━━ Reading text ━━

Old dogs can absolutely learn new tricks
Opinion

It’s impossible to keep up with AI. Instead, enhance your human capabilities so you can harness and challenge the new frontier.


Yes, I’m afraid it’s another of those increasingly common redundancy stories — although hopefully one with an upbeat message.

After 30 years, I’ve really enjoyed a long-overdue break from work. While I’ve missed the camaraderie of smart and occasionally very funny colleagues, I’ve lost 10kg in weight, rarely feel the need for booze during the week and sleep like a bear.

Time out from media agency life can definitely be good for your health!

I’ve also come to appreciate a refreshing new approach to leadership from my new line managers: our two dogs, Maggie and Mabel.

OK, there is no hiding their self-interest, but they are at least transparent about it. While they can be demanding, they are refreshingly clear and consistent in their expectations.

There’s indifference to petty politics and zero business speak to contend with, and absolutely no mention of “pivoting”, “transformation” or worrying about the “optics” on another backtracked decision.

━━━

Set problem 1. Please shorten the paragraph of the opinion piece on redundancy that begins "After 30 years," and keep its main facts.
Set problem 2. Carry on the opinion piece on redundancy and its two dogs from the point where it stops.

━━ Dataset content ━━

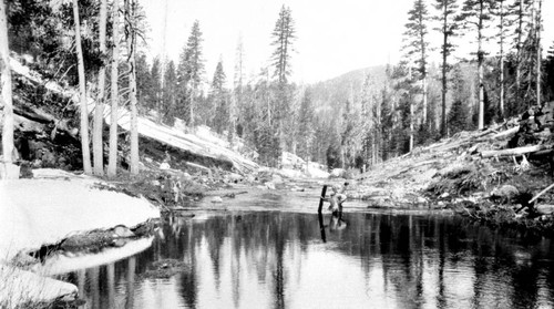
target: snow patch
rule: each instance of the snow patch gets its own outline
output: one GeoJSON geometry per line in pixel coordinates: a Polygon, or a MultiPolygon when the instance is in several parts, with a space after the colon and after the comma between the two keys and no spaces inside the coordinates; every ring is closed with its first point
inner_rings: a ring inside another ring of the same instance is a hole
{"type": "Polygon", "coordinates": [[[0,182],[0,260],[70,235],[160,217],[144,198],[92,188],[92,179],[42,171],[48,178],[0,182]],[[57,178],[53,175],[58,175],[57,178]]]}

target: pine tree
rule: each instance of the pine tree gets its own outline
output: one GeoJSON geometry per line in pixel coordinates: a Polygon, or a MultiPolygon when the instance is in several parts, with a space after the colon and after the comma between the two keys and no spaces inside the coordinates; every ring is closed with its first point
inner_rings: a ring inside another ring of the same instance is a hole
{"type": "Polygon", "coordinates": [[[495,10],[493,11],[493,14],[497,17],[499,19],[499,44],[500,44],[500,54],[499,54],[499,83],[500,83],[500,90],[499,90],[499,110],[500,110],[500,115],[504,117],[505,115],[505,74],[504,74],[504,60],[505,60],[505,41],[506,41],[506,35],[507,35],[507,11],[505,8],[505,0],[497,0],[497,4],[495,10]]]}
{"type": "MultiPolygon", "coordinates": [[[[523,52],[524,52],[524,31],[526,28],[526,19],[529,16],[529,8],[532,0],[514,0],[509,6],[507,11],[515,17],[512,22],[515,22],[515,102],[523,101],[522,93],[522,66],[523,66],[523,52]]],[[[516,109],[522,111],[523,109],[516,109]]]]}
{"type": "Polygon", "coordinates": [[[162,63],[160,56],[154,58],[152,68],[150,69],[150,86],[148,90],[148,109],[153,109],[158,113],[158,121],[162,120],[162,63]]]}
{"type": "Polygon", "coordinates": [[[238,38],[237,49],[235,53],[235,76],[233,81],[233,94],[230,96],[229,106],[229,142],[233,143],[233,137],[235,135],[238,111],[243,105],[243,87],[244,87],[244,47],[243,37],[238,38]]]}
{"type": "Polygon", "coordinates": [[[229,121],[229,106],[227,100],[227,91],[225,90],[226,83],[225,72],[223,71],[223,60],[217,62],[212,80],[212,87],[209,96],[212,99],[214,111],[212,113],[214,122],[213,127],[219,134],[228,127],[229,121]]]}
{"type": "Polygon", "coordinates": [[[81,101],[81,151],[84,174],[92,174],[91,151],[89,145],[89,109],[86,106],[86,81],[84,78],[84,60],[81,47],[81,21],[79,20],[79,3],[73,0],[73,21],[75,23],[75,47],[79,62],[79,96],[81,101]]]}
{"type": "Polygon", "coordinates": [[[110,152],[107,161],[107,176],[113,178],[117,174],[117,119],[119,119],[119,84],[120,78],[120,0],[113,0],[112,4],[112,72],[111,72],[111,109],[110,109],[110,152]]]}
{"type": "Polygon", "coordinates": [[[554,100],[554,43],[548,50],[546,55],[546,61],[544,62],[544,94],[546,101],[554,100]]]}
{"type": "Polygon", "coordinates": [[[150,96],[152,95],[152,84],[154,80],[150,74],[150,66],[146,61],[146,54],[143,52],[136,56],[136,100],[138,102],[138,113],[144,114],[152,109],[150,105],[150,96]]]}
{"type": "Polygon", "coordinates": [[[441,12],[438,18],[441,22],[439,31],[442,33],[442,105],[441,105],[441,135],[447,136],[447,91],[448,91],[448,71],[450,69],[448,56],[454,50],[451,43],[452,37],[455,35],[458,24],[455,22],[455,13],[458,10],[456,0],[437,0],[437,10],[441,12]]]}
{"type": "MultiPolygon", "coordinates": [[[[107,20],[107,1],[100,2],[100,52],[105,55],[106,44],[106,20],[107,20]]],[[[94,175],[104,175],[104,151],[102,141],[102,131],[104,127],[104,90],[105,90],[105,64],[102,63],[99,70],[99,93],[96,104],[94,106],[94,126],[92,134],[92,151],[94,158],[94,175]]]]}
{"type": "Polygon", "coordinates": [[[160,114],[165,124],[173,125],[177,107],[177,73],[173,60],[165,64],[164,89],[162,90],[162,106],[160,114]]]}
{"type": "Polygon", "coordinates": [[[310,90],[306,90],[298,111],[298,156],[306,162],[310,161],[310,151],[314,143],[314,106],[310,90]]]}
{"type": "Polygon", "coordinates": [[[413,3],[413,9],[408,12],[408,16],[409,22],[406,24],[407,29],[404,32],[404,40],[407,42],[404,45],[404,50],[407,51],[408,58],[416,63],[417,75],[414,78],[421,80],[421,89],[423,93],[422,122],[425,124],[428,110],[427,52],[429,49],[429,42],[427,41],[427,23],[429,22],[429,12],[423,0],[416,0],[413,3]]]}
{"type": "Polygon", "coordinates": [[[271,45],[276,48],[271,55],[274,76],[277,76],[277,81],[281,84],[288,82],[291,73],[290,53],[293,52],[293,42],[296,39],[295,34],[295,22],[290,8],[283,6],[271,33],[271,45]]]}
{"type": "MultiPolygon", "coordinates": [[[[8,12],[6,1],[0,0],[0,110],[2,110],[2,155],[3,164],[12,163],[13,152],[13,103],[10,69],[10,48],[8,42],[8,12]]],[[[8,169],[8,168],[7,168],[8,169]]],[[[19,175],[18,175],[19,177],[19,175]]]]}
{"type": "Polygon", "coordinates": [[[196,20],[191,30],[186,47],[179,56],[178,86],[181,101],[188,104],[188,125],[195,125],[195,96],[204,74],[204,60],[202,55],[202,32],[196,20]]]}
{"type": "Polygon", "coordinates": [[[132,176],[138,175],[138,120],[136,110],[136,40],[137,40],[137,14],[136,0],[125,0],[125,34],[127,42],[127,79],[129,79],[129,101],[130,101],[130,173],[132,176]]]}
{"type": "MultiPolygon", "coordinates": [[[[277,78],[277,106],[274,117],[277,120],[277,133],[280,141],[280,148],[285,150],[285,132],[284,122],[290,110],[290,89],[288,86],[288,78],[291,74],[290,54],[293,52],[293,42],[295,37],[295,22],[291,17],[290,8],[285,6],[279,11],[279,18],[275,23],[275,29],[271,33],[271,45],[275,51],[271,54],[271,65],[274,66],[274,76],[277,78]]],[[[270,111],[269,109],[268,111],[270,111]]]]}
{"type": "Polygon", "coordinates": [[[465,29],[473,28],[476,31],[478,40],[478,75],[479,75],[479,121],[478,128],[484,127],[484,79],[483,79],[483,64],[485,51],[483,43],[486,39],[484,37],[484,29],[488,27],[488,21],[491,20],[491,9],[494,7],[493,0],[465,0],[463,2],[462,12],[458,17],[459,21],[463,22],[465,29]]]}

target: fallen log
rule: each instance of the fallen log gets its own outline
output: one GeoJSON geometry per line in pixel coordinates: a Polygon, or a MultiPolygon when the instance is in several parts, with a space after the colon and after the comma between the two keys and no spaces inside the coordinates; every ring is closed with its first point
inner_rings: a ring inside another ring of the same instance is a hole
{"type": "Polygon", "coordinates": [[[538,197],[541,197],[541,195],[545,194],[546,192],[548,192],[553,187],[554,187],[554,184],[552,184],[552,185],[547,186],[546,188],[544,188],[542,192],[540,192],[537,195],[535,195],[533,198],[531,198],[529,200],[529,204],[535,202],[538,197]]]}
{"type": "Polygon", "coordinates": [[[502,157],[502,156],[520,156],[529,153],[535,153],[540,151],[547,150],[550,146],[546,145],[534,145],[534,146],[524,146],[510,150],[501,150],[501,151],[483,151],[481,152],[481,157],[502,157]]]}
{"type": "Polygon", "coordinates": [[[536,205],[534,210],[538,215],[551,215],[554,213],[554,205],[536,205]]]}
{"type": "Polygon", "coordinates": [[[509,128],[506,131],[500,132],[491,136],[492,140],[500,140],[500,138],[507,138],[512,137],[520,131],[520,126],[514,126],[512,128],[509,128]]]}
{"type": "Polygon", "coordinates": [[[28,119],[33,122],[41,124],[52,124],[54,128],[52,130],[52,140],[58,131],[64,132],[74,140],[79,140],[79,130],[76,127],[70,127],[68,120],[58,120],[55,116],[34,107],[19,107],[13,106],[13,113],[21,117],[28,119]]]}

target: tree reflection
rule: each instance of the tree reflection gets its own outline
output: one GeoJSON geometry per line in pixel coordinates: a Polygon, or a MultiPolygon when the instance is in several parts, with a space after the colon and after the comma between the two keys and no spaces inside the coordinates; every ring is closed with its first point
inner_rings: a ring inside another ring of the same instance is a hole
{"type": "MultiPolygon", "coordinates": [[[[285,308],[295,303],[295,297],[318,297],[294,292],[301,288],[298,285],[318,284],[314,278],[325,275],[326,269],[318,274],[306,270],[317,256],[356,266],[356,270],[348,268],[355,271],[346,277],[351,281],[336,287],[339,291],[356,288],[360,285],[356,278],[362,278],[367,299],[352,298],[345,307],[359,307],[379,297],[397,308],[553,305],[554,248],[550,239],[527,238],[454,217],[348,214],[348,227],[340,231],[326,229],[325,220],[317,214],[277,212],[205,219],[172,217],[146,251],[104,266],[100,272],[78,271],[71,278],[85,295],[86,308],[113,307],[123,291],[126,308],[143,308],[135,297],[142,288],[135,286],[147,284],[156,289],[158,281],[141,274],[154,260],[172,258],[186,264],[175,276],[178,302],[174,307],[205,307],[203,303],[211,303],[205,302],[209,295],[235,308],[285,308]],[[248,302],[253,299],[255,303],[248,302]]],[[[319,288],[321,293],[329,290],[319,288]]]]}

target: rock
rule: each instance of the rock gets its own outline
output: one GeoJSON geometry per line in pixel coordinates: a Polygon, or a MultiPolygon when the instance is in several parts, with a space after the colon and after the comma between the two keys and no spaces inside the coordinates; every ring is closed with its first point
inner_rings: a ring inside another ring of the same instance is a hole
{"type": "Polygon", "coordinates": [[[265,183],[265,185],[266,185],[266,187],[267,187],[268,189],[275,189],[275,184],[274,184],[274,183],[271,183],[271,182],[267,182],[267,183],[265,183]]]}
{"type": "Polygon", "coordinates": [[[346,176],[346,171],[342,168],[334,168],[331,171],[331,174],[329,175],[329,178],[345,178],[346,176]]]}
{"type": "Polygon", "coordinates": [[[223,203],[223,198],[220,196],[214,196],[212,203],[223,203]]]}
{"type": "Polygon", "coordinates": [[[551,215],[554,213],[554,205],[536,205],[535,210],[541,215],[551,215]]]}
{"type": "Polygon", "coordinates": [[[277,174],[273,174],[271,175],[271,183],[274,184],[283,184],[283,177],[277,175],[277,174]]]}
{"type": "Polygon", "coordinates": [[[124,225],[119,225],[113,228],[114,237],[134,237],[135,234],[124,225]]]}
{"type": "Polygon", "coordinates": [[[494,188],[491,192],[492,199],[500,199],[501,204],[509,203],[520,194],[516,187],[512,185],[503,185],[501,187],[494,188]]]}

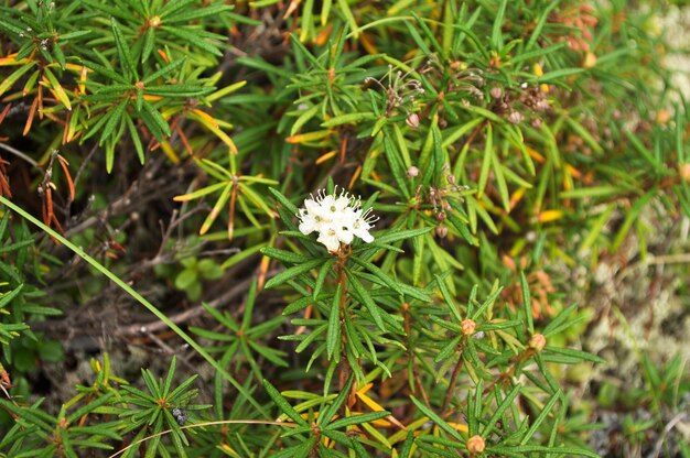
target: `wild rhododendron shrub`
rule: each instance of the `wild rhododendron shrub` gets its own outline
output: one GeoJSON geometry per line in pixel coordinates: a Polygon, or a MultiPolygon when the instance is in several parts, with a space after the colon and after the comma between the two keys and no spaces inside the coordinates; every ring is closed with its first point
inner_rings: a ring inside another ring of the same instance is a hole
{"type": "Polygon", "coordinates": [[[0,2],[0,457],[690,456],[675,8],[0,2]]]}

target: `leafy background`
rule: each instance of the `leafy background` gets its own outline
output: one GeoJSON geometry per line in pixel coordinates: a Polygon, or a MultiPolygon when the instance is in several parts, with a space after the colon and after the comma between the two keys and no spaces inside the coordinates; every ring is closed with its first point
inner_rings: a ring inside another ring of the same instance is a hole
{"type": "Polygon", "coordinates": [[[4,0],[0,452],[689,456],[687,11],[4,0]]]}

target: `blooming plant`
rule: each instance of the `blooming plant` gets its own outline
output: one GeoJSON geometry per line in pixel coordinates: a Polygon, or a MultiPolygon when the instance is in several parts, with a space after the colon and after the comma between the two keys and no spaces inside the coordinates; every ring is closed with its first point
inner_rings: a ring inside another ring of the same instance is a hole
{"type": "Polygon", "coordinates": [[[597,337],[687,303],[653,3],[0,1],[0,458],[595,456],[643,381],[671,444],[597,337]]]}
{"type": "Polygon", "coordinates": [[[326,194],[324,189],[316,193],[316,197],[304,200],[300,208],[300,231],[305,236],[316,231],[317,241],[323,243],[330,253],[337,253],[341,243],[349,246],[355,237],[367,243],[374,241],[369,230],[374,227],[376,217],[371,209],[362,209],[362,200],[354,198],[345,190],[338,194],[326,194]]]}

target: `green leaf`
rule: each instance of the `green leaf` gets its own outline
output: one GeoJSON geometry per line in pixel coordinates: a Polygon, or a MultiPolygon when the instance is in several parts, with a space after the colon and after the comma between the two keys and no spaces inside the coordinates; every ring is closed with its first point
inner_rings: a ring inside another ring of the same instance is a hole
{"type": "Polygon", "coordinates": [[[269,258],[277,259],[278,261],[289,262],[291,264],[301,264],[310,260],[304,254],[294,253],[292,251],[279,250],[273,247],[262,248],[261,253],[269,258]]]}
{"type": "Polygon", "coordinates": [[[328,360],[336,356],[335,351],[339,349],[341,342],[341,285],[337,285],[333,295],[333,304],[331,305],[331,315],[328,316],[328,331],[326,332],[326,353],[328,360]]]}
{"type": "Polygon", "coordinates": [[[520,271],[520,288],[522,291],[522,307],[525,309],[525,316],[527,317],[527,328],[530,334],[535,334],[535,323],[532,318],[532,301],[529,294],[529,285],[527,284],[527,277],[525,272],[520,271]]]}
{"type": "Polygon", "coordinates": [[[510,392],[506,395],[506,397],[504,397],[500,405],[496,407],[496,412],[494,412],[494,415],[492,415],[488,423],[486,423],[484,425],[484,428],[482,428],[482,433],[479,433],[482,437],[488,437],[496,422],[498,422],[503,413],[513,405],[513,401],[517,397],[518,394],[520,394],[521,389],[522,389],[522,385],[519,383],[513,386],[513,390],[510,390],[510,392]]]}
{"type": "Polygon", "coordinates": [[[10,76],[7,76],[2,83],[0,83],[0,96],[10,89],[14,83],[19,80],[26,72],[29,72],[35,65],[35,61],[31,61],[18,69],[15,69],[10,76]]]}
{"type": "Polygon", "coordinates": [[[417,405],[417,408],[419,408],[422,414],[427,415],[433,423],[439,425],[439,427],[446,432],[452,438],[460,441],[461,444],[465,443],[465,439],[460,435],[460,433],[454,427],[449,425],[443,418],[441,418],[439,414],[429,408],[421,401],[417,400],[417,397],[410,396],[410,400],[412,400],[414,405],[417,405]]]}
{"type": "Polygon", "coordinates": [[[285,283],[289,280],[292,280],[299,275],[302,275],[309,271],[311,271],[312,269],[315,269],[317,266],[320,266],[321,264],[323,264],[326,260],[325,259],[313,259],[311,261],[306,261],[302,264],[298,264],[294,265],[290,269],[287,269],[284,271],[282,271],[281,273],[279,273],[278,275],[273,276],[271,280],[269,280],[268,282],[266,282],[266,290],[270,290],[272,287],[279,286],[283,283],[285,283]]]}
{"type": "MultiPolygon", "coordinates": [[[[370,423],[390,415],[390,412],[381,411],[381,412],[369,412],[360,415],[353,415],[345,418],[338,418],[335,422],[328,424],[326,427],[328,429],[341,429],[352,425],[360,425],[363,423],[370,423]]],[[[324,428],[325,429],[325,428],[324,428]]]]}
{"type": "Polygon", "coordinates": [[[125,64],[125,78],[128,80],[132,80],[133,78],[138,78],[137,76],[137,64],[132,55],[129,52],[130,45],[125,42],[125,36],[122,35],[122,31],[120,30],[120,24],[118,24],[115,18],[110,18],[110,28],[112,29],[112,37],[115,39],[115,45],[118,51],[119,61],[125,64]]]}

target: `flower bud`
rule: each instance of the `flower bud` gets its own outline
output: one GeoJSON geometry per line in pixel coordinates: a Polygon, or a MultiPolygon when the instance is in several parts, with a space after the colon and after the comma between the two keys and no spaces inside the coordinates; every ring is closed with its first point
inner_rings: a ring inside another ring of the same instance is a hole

━━━

Written response 1. After 30 years of work, the writer is enjoying an overdue break. Smart, sometimes funny colleagues are missed, but the writer has lost 10kg, rarely wants a drink on weeknights and sleeps soundly.

Written response 2.
Looking at options

Aside from these minor commitments, the one thing I have had in abundance is time — the most precious commodity of all — and I have savoured every minute of it.

It has been an unprecedented opportunity to take a step back and use that time to both think about my future and, importantly, prepare for it.

Having looked at the numbers, and I’ve obviously consulted Maggie and Mabel, early retirement does not appear viable for a while. So, at the risk of oversimplifying, my career options boil down to three choices: something broadly similar to previous roles; seeking fresh challenges in a different role; or changing career completely.

Could there be something in the latter, the far bolder step? For years, my colleagues in investment never tired of reminding me that my name was more synonymous with fried chicken than media excellence.

But it should be noted that, after an incredibly varied career path, Colonel Sanders was the ripe old age of 62 before he first franchised the secret recipe that led to fame and fortune. Inspiring stuff.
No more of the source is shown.